◆ Requirement
Set down only what runs from the line containing "road in this photograph." through the last line of the data, exactly as it reads.

◆ Exercise materials
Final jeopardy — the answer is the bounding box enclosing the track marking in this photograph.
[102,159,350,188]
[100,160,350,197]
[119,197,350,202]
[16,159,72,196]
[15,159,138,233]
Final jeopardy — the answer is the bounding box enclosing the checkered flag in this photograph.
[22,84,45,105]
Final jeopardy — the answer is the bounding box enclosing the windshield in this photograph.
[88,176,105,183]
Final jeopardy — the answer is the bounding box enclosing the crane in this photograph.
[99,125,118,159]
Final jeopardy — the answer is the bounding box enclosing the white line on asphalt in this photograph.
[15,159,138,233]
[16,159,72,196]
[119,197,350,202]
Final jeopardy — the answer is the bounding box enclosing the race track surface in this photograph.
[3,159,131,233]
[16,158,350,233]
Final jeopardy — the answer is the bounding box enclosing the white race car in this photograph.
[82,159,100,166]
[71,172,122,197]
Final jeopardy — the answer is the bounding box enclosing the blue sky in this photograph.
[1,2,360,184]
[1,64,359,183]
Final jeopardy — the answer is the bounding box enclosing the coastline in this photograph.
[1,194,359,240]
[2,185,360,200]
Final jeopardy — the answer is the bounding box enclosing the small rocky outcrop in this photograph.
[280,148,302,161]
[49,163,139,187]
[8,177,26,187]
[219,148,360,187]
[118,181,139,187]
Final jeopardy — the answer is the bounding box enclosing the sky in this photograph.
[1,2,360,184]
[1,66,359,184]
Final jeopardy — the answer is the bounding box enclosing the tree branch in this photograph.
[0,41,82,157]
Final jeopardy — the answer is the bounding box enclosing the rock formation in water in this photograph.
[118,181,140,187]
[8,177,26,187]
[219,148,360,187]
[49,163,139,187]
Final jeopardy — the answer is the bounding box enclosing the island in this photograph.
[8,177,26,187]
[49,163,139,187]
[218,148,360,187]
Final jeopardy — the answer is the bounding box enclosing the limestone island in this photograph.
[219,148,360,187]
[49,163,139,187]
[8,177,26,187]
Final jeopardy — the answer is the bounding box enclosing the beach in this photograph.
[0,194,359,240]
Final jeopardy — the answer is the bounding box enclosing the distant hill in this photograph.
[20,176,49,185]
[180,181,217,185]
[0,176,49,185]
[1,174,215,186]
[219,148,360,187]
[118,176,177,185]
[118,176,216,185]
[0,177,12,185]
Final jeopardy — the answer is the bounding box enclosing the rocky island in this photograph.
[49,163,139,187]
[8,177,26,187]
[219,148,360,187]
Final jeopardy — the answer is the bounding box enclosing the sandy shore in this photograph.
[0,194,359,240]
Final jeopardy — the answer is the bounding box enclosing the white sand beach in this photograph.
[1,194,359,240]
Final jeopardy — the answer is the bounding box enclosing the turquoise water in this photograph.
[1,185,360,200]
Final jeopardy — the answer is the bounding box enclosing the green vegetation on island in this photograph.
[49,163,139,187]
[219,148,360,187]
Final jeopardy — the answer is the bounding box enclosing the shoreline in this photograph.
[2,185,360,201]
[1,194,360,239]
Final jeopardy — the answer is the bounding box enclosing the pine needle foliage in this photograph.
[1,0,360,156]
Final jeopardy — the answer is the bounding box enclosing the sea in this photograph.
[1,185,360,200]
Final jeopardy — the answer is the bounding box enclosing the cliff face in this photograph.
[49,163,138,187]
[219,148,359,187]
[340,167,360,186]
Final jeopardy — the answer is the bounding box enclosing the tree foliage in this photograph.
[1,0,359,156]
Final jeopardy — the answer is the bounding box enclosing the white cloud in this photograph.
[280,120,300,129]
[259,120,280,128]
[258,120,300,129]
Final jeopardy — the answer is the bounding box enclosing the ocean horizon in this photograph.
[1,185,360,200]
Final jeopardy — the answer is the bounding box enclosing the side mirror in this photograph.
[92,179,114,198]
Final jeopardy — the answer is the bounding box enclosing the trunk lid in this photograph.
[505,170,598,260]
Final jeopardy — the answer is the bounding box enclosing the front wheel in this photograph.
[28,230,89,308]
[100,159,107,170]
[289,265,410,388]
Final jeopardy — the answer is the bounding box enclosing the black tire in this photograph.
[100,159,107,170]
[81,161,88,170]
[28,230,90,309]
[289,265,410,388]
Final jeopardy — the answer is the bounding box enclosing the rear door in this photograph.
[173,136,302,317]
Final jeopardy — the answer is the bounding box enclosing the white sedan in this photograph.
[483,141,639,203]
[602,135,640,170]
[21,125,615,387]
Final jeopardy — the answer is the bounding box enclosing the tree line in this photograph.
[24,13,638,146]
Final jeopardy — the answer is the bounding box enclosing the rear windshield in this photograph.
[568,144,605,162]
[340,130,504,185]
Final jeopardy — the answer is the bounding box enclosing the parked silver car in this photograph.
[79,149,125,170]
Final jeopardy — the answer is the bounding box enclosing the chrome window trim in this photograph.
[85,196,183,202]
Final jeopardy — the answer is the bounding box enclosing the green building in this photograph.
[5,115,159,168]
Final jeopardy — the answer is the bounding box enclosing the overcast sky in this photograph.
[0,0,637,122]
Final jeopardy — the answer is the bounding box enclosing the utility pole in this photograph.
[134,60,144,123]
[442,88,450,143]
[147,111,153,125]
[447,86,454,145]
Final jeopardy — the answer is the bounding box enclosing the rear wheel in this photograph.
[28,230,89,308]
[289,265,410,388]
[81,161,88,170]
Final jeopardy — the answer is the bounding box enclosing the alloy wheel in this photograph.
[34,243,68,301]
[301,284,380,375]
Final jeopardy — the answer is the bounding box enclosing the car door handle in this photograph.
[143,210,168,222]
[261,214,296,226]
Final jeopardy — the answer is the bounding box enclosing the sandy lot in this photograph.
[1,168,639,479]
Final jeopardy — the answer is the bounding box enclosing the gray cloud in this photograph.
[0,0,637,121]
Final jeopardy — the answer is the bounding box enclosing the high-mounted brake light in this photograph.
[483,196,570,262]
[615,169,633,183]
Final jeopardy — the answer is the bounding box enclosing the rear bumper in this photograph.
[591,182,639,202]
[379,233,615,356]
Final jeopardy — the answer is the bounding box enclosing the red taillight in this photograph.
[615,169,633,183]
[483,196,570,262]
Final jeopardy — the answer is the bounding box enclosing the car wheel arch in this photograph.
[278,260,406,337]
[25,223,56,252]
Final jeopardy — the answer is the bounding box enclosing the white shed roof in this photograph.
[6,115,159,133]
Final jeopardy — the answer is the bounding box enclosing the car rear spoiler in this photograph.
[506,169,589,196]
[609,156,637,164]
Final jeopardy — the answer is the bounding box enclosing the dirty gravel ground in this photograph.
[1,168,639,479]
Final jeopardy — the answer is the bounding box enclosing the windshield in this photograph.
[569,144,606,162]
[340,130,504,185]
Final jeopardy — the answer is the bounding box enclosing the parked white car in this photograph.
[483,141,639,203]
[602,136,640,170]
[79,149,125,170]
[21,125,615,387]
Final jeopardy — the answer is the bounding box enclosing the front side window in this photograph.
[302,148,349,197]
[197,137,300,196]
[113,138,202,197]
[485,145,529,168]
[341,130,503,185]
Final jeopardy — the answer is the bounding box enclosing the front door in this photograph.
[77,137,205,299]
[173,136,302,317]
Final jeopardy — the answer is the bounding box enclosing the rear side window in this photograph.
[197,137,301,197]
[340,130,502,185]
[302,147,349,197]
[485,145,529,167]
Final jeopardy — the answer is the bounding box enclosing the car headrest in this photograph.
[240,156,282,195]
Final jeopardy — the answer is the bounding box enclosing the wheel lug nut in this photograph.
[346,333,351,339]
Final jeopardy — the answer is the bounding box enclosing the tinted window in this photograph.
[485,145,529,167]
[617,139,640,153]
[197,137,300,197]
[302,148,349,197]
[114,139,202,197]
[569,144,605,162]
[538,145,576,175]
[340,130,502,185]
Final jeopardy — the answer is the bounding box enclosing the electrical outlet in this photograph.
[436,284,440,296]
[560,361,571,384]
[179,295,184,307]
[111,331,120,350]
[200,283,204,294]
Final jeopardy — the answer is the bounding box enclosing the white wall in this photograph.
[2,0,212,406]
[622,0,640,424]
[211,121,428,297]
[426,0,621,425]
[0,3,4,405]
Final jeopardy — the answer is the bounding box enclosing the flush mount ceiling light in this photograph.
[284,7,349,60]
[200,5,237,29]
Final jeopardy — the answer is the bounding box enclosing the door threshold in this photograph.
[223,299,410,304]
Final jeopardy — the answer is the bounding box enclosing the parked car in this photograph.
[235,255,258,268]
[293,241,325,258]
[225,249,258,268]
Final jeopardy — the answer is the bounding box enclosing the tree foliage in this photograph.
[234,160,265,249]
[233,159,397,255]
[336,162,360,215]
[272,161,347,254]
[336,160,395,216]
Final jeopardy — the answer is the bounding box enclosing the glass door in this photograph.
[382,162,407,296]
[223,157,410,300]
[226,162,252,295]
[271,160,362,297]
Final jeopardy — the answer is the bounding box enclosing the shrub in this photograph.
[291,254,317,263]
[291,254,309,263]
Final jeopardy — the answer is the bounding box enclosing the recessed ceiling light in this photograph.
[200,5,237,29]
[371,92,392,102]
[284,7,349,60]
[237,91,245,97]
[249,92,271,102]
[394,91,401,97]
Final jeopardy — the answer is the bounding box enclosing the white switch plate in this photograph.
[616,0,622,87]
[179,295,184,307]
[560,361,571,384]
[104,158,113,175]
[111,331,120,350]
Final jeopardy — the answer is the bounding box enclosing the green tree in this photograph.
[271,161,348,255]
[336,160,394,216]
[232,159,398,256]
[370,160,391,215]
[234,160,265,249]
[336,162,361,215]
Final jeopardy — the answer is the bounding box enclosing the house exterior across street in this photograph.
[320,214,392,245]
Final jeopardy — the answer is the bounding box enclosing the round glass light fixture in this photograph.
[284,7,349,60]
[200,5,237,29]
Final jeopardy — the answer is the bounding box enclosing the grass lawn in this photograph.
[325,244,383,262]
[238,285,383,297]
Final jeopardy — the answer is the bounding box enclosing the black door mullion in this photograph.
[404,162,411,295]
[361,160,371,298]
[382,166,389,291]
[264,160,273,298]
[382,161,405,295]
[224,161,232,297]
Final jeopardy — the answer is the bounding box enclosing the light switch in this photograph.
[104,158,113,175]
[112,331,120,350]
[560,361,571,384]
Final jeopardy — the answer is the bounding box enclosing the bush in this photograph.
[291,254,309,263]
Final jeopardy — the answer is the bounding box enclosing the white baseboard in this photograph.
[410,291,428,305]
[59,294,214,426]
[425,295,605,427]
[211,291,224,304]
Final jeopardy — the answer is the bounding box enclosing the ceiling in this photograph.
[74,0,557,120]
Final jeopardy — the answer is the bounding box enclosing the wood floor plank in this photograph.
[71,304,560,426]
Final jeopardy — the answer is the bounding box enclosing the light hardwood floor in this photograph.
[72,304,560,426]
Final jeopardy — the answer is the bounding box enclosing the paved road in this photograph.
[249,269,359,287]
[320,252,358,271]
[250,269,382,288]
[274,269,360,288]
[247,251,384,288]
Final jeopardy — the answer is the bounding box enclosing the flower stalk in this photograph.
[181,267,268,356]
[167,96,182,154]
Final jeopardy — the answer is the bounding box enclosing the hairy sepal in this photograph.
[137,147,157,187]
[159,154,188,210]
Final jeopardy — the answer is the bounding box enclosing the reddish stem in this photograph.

◆ Answer
Final jeopardy — the answer is the bounding box enclosing the paved road in this photograph.
[249,269,359,287]
[320,252,358,271]
[250,269,382,288]
[274,269,360,288]
[247,251,384,288]
Final jeopardy — the answer is the bounding box enclosing the flower stalk in this photograph.
[181,267,268,356]
[167,96,182,154]
Final jeopardy — the answer is the bounding box enclosing the hairy sepal in this photograph.
[137,147,157,187]
[159,154,188,210]
Final jeopardy — the answer is the bounding box enclosing the reddish stem in this photograph.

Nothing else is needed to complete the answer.